[TASK BRIEF]
Copy out the entries below precisely; nothing is to be omitted.

[GIVEN ENTRIES]

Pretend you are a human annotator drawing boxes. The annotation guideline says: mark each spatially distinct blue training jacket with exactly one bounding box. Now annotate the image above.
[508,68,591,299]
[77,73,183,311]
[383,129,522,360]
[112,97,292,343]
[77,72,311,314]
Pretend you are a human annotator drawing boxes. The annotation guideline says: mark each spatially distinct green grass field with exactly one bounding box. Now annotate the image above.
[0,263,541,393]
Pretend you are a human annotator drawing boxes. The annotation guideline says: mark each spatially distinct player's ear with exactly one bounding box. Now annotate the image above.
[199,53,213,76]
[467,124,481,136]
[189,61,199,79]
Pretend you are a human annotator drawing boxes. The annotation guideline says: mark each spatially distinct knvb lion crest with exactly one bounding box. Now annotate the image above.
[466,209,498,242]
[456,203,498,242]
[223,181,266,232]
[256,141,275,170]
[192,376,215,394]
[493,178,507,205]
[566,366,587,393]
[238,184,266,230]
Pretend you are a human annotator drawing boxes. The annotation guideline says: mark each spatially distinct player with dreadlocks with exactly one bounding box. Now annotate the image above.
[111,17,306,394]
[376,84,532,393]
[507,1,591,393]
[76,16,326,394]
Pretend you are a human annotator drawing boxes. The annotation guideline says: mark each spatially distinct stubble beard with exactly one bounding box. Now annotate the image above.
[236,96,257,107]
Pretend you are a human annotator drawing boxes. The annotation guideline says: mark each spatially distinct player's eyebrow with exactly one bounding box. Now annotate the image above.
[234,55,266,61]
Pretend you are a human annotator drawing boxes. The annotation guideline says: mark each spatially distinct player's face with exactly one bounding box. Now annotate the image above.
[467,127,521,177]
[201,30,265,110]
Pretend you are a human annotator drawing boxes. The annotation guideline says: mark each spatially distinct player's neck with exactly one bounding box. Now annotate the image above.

[TASK SOLUTION]
Pretend you are a human annotator drawing boxes. The annotation guideline says: mark each spatially distinct blue training jacket with exactly one bounding box. Now annotate the image above.
[508,68,591,299]
[77,73,183,311]
[383,129,522,360]
[112,97,292,343]
[77,72,311,314]
Pretend you are a human annotator drawing boxes. The annotation guideline says: mark each spatially distinct green grass field with exactly one bounding box. Now annotate the image above.
[0,263,541,393]
Pretend you are a human annotator drawing boxes. The annotation guideline says: mark each spatially distinct player's ear with exactly one bounding box. Now annotate the image above.
[199,53,213,76]
[467,124,481,136]
[189,61,199,79]
Pretend you are a human annotator drawing boxes. The annotation guideline says: mark each spatially distinct knvb lion crest with exactly one bounding box. Now annotate the image above.
[466,209,498,242]
[456,203,498,242]
[223,181,266,232]
[256,141,275,170]
[192,376,215,394]
[493,178,507,205]
[566,366,587,393]
[238,184,266,230]
Pretend you are a human annotator drawing boxes. The annotation guideline says: mark each spatially distinct player with dreadlocks with exactly one bounding box. Now annotate the image above.
[111,17,306,394]
[376,84,532,393]
[507,1,591,393]
[76,16,326,394]
Pretend you are a human annotator drawing boxes. The annotation guideline says: mark each spatially distinct stubble beard with exactly one bounding box. Now annotate the image above.
[236,96,257,107]
Pretend you are a human annotator drawing boxes. The annotation guideline says: mark each spatially distinct player's eyebrow with exactly one bounding box. Now annotate the image above.
[234,55,266,61]
Pretend you are a human annotator drawing boxes. The annotation guideline says: mark each spatially distinct player's face with exactly one bounding box. Now annotate the image above.
[467,127,521,177]
[201,30,265,110]
Pretend you are a human annotator drawing boxes. The annotation guideline says: mark each spatially distinct player's neck with exactly one bounding box. Now annotate the image above.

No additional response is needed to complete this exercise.